*** Opening of Document extract ***

Normal strings contain characters with character codes between 0
and 255, so-called 8-bit characters. But Pike can also handle strings
with characters with higher character codes. This is needed for some
languages, such as Japanese. Such strings are called wide
strings:
"The character \x123456 is the same as \d1193046."
This string contains two occurrences of the character with
(decimal) character code 1193046. As you may remember, Pike will
translate \x followed by a hexadecimal (that is, base 16) number in a
string literal to the character with that character code. The same is
true for \d followed by a decimal (that is, normal base 10) number,
and for a single \ followed by an octal (base 8) number.
Internally, Pike will handle wide strings differently from normal
8-bit strings, but as a Pike programmer, you will usually not need to
worry about the difference. Just use the characters you need. There
may however be some operations, for example certain methods in certain
modules, that cannot handle wide strings but that work with 8-bit
strings.
Here are some functions that can be used to examine wide
strings:
- String.width(string data)

*** Close of Document extract ***
*** Opening of Extracted information ***

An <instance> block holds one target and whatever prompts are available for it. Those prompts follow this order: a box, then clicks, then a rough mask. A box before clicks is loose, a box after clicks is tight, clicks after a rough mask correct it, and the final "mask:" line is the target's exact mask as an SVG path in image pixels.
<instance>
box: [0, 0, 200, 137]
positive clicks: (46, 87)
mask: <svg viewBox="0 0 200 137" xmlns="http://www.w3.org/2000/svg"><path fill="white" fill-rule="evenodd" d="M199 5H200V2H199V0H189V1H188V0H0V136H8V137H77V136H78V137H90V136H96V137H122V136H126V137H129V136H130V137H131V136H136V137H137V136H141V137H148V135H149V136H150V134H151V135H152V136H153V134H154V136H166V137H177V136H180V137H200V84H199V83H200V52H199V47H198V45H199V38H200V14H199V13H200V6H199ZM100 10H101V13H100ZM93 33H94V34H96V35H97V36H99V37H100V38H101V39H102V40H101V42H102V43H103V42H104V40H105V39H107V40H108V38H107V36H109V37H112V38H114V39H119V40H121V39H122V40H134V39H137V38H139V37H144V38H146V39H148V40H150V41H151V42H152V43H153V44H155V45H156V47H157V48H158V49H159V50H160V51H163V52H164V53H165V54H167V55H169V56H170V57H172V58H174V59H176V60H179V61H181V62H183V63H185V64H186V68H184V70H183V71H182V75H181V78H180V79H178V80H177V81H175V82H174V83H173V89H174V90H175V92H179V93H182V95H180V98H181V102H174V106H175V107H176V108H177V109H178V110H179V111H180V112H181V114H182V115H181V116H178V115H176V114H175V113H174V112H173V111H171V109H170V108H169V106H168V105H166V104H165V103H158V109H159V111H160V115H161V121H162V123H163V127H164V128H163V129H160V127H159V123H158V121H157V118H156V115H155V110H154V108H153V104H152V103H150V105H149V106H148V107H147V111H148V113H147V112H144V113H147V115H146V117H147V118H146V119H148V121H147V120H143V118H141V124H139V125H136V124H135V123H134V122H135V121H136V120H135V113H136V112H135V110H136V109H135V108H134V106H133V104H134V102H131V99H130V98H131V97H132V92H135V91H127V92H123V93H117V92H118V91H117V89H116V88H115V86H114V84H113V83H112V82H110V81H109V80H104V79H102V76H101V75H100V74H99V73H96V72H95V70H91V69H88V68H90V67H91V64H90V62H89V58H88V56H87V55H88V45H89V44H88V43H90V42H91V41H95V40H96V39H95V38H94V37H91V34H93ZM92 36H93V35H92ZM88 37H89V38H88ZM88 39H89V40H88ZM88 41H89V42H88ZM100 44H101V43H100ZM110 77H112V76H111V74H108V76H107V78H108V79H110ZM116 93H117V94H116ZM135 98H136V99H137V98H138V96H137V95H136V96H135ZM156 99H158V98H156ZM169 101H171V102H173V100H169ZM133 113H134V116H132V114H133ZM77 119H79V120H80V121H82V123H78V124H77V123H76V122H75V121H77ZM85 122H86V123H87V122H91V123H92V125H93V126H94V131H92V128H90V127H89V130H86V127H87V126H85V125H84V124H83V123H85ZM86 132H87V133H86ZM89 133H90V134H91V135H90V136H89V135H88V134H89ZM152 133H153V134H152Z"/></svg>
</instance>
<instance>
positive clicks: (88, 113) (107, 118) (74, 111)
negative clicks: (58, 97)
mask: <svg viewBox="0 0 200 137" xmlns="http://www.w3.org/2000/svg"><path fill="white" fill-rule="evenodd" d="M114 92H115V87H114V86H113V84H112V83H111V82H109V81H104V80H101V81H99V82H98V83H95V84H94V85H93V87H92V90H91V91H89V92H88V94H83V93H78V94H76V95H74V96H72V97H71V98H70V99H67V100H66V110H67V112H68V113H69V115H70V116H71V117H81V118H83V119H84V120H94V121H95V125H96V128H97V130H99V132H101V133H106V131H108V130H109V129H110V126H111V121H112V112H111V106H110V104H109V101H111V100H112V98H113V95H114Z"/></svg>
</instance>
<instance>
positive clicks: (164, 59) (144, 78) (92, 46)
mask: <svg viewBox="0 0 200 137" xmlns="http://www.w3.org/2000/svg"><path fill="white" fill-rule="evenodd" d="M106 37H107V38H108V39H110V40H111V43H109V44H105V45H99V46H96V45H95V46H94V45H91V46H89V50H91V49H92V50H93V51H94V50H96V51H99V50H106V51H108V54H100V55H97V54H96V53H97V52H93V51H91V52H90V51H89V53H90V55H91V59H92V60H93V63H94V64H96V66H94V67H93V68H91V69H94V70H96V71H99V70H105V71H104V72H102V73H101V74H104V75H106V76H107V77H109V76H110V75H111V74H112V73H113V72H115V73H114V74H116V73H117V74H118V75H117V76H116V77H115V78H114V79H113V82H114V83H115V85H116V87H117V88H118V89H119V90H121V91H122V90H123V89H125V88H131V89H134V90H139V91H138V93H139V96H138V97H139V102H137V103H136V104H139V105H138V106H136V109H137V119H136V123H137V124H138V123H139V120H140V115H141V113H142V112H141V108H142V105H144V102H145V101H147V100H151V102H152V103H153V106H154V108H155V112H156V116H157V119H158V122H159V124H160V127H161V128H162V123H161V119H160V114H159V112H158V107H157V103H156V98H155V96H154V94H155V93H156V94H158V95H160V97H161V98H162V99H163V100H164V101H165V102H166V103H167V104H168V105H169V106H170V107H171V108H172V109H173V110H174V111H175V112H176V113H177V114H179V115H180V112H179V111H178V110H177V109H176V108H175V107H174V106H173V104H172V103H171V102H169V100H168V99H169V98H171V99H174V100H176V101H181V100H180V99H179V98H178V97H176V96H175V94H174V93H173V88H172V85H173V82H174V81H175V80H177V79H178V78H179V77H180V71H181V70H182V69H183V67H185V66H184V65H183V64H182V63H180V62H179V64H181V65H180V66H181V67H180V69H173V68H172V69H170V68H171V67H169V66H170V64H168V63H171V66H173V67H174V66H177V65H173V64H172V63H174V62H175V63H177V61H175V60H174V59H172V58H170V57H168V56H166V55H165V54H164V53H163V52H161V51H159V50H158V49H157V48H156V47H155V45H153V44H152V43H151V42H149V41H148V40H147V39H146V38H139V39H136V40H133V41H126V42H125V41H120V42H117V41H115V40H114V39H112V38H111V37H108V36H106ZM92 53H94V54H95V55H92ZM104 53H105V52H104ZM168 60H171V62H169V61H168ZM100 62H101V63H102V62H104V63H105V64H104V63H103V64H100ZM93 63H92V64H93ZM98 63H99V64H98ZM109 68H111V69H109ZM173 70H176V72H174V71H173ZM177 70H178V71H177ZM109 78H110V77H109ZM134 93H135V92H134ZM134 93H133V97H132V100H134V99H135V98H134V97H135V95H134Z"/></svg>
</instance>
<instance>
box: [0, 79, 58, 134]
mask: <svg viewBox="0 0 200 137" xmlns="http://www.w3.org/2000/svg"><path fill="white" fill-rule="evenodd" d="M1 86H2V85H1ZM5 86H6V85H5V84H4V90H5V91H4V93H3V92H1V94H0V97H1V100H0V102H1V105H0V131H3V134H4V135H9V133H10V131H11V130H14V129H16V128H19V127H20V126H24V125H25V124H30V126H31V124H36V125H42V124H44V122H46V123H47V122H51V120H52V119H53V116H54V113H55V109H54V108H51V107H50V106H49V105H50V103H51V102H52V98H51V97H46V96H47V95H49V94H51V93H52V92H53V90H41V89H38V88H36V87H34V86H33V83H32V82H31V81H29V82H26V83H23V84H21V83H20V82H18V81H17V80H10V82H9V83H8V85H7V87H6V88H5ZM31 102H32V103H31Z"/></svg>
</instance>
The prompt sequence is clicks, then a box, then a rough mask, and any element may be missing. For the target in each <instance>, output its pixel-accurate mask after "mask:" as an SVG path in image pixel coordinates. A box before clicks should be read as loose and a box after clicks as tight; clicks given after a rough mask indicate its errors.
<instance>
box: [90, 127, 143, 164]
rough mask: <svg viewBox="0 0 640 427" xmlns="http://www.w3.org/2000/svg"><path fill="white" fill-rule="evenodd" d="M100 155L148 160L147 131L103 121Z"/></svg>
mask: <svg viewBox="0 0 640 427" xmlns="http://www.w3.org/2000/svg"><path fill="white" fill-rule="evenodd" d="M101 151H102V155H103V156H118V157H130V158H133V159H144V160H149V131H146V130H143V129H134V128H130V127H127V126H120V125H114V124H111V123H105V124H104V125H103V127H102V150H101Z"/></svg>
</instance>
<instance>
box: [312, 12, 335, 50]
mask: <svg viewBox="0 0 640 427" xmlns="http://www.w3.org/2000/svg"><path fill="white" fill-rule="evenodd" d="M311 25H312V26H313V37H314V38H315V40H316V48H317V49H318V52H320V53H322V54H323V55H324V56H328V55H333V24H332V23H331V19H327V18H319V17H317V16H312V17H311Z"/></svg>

*** Close of Extracted information ***

§ **Exercise tasks**
#1 Reproduce everything in the passage on Pike wide strings from "This string contains" down to "(base 8) number.".
#2 Carry on the explanation of Pike wide strings, starting right after its final line.
The material was taken from a separate source.

§ **Answer section**
#1
This string contains two occurrences of the character with
(decimal) character code 1193046. As you may remember, Pike will
translate \x followed by a hexadecimal (that is, base 16) number in a
string literal to the character with that character code. The same is
true for \d followed by a decimal (that is, normal base 10) number,
and for a single \ followed by an octal (base 8) number.

#2
This gives the width of the string data. This width of a
string is the number of bits that is used to store each character in
the string. Normal strings are 8 bits wide, but strings can also be 16
or 32 bits wide. For each string, Pike will use as few bits as
possible. For example, "foo" will be 8 bits wide,
"foo\d255" is also 8 bits wide, "foo\d256" is 16
bits wide, and "foo\d70000" is 32 bits wide.
- string_to_utf8(string data)
This translates the string data, which can be a wide string,
to a string in the format UTF8. UTF8 is a format that encodes wide
characters in an 8-bit string.
- utf8_to_string(string utf8_encoded_data)
This translates an UTF8-encoded string utf8_encoded_data
(which, by implication of the nature of the coding, can not be a wide
string, since the UTF8 encoding is 8-bit by definition), to a pike
string.